**What is required:**
From the line containing "Practice: put a marker on each instance of the jersey" down to the last line of the material, return those lines verbatim and only those.

-- START OF Records to use --

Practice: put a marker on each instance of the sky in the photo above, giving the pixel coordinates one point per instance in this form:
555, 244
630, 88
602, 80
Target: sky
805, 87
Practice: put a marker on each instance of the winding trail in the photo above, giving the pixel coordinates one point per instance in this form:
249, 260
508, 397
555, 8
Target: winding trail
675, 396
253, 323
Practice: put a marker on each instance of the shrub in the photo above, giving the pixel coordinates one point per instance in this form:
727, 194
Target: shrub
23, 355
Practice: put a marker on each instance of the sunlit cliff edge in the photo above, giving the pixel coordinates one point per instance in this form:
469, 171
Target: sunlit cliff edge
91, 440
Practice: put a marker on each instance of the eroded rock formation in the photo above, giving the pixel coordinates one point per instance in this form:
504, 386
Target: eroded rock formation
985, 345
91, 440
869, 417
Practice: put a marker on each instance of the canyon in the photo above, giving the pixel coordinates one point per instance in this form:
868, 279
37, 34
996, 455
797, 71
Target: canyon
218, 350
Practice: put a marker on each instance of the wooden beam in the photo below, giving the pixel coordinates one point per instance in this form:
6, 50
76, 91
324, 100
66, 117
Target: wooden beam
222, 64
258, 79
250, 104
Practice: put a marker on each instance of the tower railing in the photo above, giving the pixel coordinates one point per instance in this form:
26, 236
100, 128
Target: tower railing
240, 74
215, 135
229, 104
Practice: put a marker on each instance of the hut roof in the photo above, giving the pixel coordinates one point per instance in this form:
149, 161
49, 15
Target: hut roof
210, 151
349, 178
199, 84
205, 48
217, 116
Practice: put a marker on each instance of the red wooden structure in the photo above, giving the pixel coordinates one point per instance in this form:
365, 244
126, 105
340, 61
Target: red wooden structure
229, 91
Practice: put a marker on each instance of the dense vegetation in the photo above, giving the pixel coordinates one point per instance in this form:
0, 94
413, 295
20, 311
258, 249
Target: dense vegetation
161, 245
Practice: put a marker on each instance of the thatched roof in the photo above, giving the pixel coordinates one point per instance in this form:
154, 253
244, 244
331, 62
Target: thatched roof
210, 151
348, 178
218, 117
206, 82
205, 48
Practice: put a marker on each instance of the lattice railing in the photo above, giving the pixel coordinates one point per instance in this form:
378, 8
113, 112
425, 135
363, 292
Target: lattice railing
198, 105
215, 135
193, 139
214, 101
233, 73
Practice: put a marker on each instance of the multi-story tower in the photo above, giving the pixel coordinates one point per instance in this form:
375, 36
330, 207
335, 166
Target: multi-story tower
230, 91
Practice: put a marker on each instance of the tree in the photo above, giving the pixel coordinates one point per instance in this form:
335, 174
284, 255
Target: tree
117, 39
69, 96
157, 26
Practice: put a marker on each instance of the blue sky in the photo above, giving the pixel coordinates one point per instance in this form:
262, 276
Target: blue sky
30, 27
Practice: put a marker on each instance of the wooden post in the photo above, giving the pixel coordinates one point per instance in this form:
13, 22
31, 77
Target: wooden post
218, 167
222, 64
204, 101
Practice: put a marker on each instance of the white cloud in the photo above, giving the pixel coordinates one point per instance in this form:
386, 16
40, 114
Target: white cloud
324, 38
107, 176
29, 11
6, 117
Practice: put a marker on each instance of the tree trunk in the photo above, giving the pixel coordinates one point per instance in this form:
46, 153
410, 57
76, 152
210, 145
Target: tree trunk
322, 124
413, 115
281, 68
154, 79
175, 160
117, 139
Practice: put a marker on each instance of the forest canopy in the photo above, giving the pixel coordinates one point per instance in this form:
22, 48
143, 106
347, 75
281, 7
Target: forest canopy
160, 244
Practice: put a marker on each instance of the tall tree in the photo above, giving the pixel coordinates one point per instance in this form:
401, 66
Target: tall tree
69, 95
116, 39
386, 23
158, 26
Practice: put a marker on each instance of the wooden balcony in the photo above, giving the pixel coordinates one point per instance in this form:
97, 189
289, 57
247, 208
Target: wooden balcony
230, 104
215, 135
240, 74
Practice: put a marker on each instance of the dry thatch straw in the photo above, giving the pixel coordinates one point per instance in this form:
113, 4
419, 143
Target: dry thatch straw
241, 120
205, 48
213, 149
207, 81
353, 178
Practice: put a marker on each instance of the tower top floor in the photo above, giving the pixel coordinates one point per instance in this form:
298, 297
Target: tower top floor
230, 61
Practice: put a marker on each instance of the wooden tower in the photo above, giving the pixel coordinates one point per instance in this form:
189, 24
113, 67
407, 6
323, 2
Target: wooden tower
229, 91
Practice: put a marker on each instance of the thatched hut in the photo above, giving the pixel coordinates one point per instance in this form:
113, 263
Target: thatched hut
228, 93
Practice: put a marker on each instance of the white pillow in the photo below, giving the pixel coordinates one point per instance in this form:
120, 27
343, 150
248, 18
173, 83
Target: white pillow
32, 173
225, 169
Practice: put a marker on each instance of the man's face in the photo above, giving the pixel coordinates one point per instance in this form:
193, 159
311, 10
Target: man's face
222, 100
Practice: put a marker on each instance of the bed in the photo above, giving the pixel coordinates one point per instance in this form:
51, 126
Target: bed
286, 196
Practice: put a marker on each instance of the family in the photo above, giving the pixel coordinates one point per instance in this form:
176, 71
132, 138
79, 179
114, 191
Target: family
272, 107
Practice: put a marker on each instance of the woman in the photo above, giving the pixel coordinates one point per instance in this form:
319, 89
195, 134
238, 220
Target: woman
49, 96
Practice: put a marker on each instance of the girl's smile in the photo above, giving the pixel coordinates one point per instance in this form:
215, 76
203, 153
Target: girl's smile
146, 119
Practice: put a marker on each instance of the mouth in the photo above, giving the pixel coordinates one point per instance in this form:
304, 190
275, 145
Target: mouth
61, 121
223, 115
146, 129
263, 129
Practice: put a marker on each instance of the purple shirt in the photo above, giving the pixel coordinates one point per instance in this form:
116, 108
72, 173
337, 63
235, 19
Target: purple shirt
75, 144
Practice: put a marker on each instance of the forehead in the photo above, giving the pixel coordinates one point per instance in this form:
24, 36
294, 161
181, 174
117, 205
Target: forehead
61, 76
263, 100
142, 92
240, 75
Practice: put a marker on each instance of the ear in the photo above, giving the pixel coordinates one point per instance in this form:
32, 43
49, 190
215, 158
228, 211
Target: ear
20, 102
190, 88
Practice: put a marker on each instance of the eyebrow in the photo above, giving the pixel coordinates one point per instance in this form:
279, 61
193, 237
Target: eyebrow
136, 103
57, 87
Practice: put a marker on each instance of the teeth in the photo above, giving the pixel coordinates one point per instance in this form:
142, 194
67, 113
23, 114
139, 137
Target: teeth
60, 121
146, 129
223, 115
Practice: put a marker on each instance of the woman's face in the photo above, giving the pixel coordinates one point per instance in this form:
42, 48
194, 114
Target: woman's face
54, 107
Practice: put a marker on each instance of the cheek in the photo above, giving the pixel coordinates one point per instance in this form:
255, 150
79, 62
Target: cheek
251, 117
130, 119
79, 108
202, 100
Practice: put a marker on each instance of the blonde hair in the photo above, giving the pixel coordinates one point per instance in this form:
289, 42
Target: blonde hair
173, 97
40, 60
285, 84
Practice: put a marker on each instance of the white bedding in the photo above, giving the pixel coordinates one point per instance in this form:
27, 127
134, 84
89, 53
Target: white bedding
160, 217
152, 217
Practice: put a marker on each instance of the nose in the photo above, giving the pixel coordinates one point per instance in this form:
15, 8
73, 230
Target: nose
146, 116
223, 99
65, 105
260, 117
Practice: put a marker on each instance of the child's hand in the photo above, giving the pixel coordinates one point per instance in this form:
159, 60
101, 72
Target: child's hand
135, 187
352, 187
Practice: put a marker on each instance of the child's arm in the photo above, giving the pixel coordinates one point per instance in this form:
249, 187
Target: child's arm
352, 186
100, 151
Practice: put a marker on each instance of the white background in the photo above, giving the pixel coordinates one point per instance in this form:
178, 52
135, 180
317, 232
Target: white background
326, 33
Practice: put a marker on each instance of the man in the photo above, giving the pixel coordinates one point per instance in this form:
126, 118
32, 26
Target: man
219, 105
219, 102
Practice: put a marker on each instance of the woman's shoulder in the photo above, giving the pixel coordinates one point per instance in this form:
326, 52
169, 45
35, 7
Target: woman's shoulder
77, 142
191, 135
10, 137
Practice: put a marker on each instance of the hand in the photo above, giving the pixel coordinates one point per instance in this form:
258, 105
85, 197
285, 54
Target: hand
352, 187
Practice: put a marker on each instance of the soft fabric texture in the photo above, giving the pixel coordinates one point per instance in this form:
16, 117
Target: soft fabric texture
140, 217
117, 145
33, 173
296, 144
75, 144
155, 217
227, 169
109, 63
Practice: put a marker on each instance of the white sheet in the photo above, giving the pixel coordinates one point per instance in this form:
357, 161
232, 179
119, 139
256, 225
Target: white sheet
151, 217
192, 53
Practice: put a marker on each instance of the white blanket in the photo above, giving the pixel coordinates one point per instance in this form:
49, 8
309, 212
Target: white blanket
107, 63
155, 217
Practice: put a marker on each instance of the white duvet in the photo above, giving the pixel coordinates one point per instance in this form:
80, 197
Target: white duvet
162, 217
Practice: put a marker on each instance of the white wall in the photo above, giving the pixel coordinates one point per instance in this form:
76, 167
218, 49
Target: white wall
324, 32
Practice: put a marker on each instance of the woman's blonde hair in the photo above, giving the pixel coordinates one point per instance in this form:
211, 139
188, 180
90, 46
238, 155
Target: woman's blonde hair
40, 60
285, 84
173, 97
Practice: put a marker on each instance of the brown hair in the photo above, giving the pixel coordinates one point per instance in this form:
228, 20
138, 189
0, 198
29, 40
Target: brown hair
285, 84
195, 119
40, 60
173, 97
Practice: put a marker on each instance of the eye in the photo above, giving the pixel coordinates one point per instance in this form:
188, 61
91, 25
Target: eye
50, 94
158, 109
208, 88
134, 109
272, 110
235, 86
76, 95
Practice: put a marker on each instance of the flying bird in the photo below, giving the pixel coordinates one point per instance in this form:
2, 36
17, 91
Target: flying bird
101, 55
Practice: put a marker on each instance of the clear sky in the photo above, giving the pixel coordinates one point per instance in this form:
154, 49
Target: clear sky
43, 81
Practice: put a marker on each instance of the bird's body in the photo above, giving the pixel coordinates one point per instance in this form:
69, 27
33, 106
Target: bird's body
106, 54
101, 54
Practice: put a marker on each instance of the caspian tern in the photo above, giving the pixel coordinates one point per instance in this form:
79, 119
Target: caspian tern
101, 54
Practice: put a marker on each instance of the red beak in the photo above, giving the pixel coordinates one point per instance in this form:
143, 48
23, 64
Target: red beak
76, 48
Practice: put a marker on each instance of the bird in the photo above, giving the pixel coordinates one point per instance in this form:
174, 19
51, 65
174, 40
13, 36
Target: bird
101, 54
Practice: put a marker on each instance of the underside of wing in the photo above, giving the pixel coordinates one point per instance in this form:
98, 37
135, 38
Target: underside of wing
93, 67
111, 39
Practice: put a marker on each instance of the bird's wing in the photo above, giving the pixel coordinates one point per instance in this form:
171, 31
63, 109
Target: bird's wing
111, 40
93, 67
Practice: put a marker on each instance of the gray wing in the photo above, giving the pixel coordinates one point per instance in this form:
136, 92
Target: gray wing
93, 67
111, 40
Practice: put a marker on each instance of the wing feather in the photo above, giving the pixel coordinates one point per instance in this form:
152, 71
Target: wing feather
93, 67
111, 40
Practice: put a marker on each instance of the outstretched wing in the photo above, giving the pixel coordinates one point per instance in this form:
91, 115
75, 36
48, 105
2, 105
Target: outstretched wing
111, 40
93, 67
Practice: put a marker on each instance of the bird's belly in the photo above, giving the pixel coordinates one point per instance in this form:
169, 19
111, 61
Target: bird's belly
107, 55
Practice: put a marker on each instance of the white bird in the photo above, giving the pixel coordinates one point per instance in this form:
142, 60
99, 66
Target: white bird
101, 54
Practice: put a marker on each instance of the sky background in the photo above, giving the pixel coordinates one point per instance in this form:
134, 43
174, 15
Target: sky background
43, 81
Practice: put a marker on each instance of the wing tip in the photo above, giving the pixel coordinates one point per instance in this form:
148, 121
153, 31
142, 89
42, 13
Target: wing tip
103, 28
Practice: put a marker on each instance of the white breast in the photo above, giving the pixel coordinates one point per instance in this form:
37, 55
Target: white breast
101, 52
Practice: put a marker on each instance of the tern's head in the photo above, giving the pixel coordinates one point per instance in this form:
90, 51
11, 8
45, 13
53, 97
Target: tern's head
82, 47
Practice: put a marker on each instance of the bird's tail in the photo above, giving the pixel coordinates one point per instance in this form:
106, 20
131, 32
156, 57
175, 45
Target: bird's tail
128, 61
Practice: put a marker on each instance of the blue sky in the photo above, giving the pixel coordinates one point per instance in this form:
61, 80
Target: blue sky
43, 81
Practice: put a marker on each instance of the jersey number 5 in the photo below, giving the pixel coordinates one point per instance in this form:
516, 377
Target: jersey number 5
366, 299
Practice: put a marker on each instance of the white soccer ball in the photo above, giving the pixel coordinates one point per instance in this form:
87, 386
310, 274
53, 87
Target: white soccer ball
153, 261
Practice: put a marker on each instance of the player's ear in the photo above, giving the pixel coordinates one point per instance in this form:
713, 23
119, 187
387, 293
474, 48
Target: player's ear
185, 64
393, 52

-- END OF Records to use --

**The result:**
Practice: put a marker on each instance of the jersey number 5 in the photo below, giving the pixel coordinates one point per instance in this form:
516, 377
Target: jersey number 5
366, 299
Practice: put a marker on each instance of the white soccer ball in the photo above, giving the pixel coordinates one point per instance in this form:
87, 386
310, 274
53, 87
Target: white soccer ball
153, 261
Practice: put a marker on each instance of the player's ear in the photo above, giving the pixel coordinates one point per instance in this form:
713, 23
119, 187
387, 293
474, 48
Target: player's ear
185, 64
393, 52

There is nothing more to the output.